▸ **Task statement**: The exercise asks for every line of the data to be reproduced exactly.

▸ **Records to use**:
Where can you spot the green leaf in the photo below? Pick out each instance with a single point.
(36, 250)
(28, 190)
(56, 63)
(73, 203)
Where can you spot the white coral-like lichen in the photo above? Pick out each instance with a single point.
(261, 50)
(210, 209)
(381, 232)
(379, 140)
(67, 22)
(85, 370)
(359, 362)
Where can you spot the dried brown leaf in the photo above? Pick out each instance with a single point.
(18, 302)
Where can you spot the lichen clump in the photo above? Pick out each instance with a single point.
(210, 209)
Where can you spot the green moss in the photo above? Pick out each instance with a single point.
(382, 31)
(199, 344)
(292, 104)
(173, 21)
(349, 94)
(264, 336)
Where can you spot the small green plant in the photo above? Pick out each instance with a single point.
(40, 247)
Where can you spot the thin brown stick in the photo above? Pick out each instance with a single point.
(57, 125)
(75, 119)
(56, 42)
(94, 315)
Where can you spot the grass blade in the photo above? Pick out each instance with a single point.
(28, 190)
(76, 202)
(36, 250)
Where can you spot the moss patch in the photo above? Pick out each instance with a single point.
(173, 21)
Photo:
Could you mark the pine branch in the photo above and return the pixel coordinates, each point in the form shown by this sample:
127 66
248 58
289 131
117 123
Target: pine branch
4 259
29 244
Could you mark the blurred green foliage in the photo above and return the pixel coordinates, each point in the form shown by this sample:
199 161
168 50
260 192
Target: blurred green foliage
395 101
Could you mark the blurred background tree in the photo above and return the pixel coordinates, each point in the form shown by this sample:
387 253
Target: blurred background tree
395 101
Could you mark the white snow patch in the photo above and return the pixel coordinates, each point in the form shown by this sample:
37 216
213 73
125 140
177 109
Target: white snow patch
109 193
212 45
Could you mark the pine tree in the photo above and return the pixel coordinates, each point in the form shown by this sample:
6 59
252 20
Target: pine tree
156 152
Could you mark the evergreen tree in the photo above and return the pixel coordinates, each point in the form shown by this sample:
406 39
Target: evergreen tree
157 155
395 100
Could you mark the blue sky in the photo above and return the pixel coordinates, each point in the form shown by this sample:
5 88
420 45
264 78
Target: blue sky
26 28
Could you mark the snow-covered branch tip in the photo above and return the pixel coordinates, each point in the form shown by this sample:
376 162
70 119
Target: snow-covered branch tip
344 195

▸ **Solved exercise**:
Where can you spot the green leaf in the photo below? Pick out each instance with a single point.
(36, 250)
(28, 190)
(56, 63)
(73, 203)
Where can you spot the white coral-like lichen in the photo above? Pick out each instance with a single point.
(261, 50)
(210, 209)
(381, 232)
(379, 140)
(67, 22)
(85, 370)
(359, 362)
Where can you spot the dried brown leaf in the photo above? Pick out each instance with a single point.
(18, 302)
Where can you spot the lichen clump in the photo above? Pick out each instance with a single point.
(210, 209)
Where can you spot the green moss in the photo above? Pick out each instance with a single point.
(382, 31)
(199, 344)
(292, 104)
(173, 21)
(349, 94)
(264, 336)
Where can you spot the small green plant in the photo above? Pick out each instance with a single point.
(40, 247)
Where can you spot the thin brown stick in the photo above? Pick out each instance with a single point.
(57, 125)
(75, 119)
(56, 42)
(94, 315)
Where can you spot the grass blade in the photo above? Pick out each instance with a single point.
(28, 190)
(76, 202)
(36, 250)
Where can you spot the moss patch in the photo above? Pick out each instance with a single point.
(173, 21)
Photo:
Could you mark the pine branch in the photo above and return the pixel coordinates, each point in the form shown by this sample:
127 66
248 58
289 131
117 123
Target: pine branch
4 259
29 244
Could you mark the blurred green foliage in the photo above and return the pixel coordinates, each point in the form shown by this sample:
199 161
168 50
260 192
Target: blurred green foliage
395 101
Could you mark the blurred background tree in the photo above and return the pixel coordinates, each point in the form shown by this sample:
387 253
Target: blurred background tree
395 101
Could you mark the white snow patch in the photo above and return the pixel coordinates, each point in the form shown by this sample:
37 216
213 73
125 140
177 109
Target: white snow patch
109 193
212 45
Could you mark the pine tree in the photo above and return the pixel coordinates, each point in the form shown by this sample:
6 59
252 20
Target: pine tree
156 152
Could you mark the evergreen tree in the photo above and return the pixel coordinates, each point in the form shown by this sample:
406 39
Target: evergreen tree
157 155
395 100
Could you mark the blue sky in the photo above and return the pixel coordinates, each point in the form shown by this sample:
5 88
420 45
264 78
Target: blue sky
26 28
Could you mark the snow-covered branch tip in the photo above and return the pixel coordinates, each point in the form shown by this sample:
376 162
70 119
Target: snow-covered branch tip
344 195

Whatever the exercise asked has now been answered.